# [GOAL]
Reproduce word for word every line from the one containing "target: **white cloud**" through the final line, including both.

# [SUPPLIED ENTRIES]
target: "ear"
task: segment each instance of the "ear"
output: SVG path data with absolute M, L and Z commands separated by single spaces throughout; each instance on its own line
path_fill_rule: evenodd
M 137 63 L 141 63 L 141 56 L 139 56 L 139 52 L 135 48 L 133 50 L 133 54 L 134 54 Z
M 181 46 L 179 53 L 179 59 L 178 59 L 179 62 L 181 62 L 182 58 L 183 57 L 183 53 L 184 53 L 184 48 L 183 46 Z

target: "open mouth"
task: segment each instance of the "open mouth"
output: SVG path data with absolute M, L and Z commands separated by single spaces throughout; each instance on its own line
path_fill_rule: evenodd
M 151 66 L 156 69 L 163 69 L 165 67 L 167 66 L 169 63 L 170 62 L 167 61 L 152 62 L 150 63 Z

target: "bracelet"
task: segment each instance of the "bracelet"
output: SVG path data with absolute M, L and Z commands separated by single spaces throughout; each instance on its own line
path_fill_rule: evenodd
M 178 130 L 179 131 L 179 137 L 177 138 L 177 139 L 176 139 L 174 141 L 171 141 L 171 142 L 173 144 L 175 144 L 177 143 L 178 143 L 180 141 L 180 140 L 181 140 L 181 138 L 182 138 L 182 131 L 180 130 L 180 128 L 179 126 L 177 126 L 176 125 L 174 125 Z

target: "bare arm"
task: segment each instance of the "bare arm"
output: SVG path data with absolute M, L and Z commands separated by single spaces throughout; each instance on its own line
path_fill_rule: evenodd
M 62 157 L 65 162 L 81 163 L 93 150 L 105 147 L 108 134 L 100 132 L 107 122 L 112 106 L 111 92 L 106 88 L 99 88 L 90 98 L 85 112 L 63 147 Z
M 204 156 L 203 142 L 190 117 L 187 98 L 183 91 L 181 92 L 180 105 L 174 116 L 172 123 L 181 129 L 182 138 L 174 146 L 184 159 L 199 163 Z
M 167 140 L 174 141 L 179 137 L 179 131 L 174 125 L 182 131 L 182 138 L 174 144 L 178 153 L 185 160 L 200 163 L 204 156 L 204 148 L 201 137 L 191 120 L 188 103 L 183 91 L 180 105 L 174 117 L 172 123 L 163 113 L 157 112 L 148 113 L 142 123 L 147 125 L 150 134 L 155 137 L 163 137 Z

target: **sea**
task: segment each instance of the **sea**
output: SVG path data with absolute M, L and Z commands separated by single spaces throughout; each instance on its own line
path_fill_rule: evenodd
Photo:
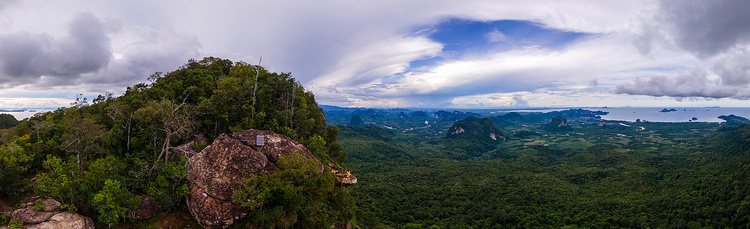
M 10 110 L 10 111 L 9 111 Z M 10 114 L 13 115 L 13 117 L 16 117 L 17 120 L 21 121 L 26 118 L 30 118 L 34 116 L 37 113 L 44 113 L 48 111 L 54 111 L 55 109 L 51 108 L 41 108 L 41 109 L 8 109 L 0 111 L 0 114 Z
M 663 109 L 675 111 L 661 112 Z M 602 115 L 605 120 L 620 120 L 634 122 L 637 119 L 649 122 L 724 122 L 721 115 L 736 115 L 750 118 L 750 107 L 620 107 L 588 109 L 607 111 Z M 695 120 L 693 120 L 695 118 Z
M 496 113 L 551 112 L 567 109 L 571 108 L 503 110 Z M 602 115 L 602 119 L 628 122 L 635 122 L 638 119 L 649 122 L 724 122 L 724 120 L 719 119 L 719 116 L 732 114 L 750 119 L 750 107 L 589 107 L 581 109 L 606 111 L 609 114 Z M 674 109 L 675 111 L 660 112 L 663 109 Z
M 635 122 L 723 122 L 719 119 L 721 115 L 737 115 L 750 119 L 750 107 L 604 107 L 604 108 L 582 108 L 592 111 L 606 111 L 607 115 L 602 115 L 605 120 L 618 120 Z M 675 109 L 671 112 L 660 112 L 663 109 Z M 23 120 L 34 116 L 39 112 L 52 111 L 54 109 L 28 109 L 20 112 L 0 112 L 11 114 L 18 120 Z M 550 112 L 566 109 L 534 109 L 534 110 L 504 110 L 507 112 Z M 494 113 L 494 112 L 493 112 Z M 693 118 L 696 118 L 693 120 Z

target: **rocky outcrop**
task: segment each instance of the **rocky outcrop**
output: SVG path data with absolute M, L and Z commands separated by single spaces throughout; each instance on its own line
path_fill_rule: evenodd
M 232 200 L 243 179 L 276 169 L 263 153 L 225 134 L 191 157 L 190 163 L 188 209 L 206 228 L 223 228 L 244 217 L 249 209 Z
M 343 186 L 350 186 L 357 183 L 357 177 L 352 175 L 348 170 L 331 170 L 334 177 L 336 177 L 336 183 Z
M 16 219 L 23 224 L 37 224 L 49 220 L 55 214 L 57 212 L 38 212 L 33 206 L 27 206 L 13 211 L 11 219 Z
M 29 225 L 26 229 L 94 229 L 94 221 L 75 212 L 55 214 L 48 221 Z
M 159 211 L 161 204 L 155 198 L 150 196 L 143 196 L 141 198 L 141 204 L 138 206 L 138 211 L 129 212 L 126 217 L 131 219 L 145 220 L 151 218 Z
M 190 157 L 187 196 L 190 213 L 205 228 L 228 227 L 258 207 L 242 207 L 240 202 L 232 200 L 244 180 L 261 172 L 273 173 L 279 169 L 276 166 L 279 158 L 295 152 L 307 159 L 317 159 L 304 145 L 273 131 L 250 129 L 235 132 L 231 137 L 220 135 Z M 322 164 L 319 167 L 324 171 Z M 356 177 L 345 171 L 339 183 L 354 184 Z
M 35 197 L 35 199 L 40 198 Z M 61 212 L 62 204 L 53 199 L 44 199 L 41 202 L 41 211 L 34 210 L 34 207 L 37 206 L 34 201 L 22 206 L 23 208 L 13 211 L 11 217 L 23 223 L 25 225 L 23 228 L 94 228 L 94 222 L 91 218 L 75 212 Z
M 263 136 L 264 144 L 262 146 L 258 145 L 258 136 Z M 292 152 L 300 153 L 302 156 L 305 156 L 305 158 L 315 158 L 315 155 L 313 155 L 304 145 L 290 137 L 277 134 L 270 130 L 244 130 L 233 133 L 232 137 L 243 144 L 262 152 L 268 157 L 268 160 L 274 164 L 279 161 L 281 156 L 289 155 Z

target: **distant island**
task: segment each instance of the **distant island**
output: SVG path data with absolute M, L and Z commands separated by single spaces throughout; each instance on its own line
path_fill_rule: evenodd
M 659 112 L 672 112 L 672 111 L 677 111 L 677 110 L 676 110 L 676 109 L 674 109 L 674 108 L 672 108 L 672 109 L 667 109 L 667 108 L 664 108 L 664 109 L 662 109 L 662 110 L 661 110 L 661 111 L 659 111 Z

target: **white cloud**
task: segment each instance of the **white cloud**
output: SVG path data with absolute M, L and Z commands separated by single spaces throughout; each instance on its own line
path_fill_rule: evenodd
M 497 43 L 497 42 L 505 41 L 507 38 L 505 37 L 505 34 L 503 34 L 500 31 L 497 31 L 497 28 L 495 28 L 495 30 L 485 33 L 484 39 L 486 39 L 487 42 L 489 43 Z
M 684 69 L 704 69 L 709 83 L 750 82 L 750 64 L 743 62 L 750 28 L 741 14 L 747 3 L 734 0 L 10 2 L 0 2 L 0 37 L 27 34 L 29 41 L 57 44 L 53 41 L 79 34 L 66 31 L 65 21 L 90 12 L 105 28 L 100 34 L 109 43 L 96 49 L 106 56 L 91 55 L 100 57 L 95 59 L 98 65 L 80 64 L 85 67 L 62 78 L 40 69 L 29 70 L 36 78 L 6 74 L 0 76 L 5 88 L 24 84 L 117 92 L 154 71 L 171 71 L 187 59 L 207 55 L 248 63 L 263 56 L 264 66 L 292 72 L 319 102 L 358 106 L 460 105 L 454 98 L 493 93 L 509 93 L 502 101 L 515 104 L 523 103 L 513 100 L 514 95 L 532 106 L 543 104 L 535 102 L 535 93 L 550 100 L 561 96 L 563 103 L 568 95 L 559 91 L 606 93 L 636 77 L 678 80 L 676 72 Z M 554 50 L 529 46 L 449 55 L 442 52 L 442 44 L 414 31 L 450 18 L 523 20 L 592 35 Z M 708 22 L 725 26 L 701 26 Z M 484 38 L 502 42 L 505 34 L 493 31 Z M 0 56 L 10 55 L 7 50 Z M 34 54 L 36 49 L 25 50 Z M 409 68 L 412 61 L 434 56 L 440 57 L 434 66 Z M 48 64 L 46 72 L 63 63 Z M 720 81 L 710 81 L 715 78 Z M 596 88 L 587 88 L 591 82 L 597 82 Z M 545 94 L 543 89 L 557 93 Z M 624 95 L 607 99 L 617 96 Z M 465 102 L 493 104 L 486 99 Z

# [EXERCISE SOLUTION]
target: **white cloud**
task: segment each instance of the **white cloud**
output: SVG path data with absolute M, L and Z commands separated by single spaces throughout; each instance on its own line
path_fill_rule: evenodd
M 497 43 L 497 42 L 505 41 L 507 38 L 505 37 L 505 34 L 503 34 L 500 31 L 497 31 L 497 28 L 495 28 L 495 30 L 485 33 L 484 39 L 486 39 L 487 42 L 489 43 Z
M 684 69 L 704 69 L 709 83 L 750 82 L 750 64 L 743 62 L 750 28 L 741 14 L 747 3 L 734 0 L 10 2 L 0 2 L 0 37 L 27 34 L 29 41 L 57 44 L 53 41 L 79 34 L 66 31 L 65 21 L 90 12 L 105 28 L 100 34 L 109 43 L 96 49 L 106 56 L 91 55 L 100 57 L 95 59 L 98 65 L 80 64 L 85 67 L 62 78 L 40 69 L 29 70 L 36 78 L 6 74 L 0 76 L 5 88 L 24 84 L 117 92 L 154 71 L 171 71 L 187 59 L 207 55 L 248 63 L 263 56 L 264 66 L 292 72 L 319 102 L 358 106 L 460 105 L 454 98 L 493 93 L 509 93 L 502 101 L 515 104 L 523 103 L 513 100 L 514 95 L 532 106 L 543 104 L 535 102 L 535 93 L 550 100 L 561 96 L 563 103 L 568 95 L 559 91 L 606 93 L 636 77 L 678 80 L 676 72 Z M 554 50 L 529 46 L 449 55 L 442 52 L 442 44 L 414 31 L 450 18 L 523 20 L 592 35 Z M 708 22 L 725 26 L 701 26 Z M 484 38 L 502 42 L 505 34 L 493 31 Z M 0 56 L 10 55 L 7 50 Z M 34 54 L 36 49 L 25 50 Z M 409 68 L 412 61 L 434 56 L 440 57 L 434 66 Z M 48 64 L 46 72 L 63 63 Z M 720 81 L 710 81 L 715 78 Z M 596 88 L 587 88 L 591 82 L 597 82 Z M 545 94 L 543 89 L 557 93 Z M 624 95 L 607 99 L 617 96 Z M 465 102 L 493 104 L 486 99 Z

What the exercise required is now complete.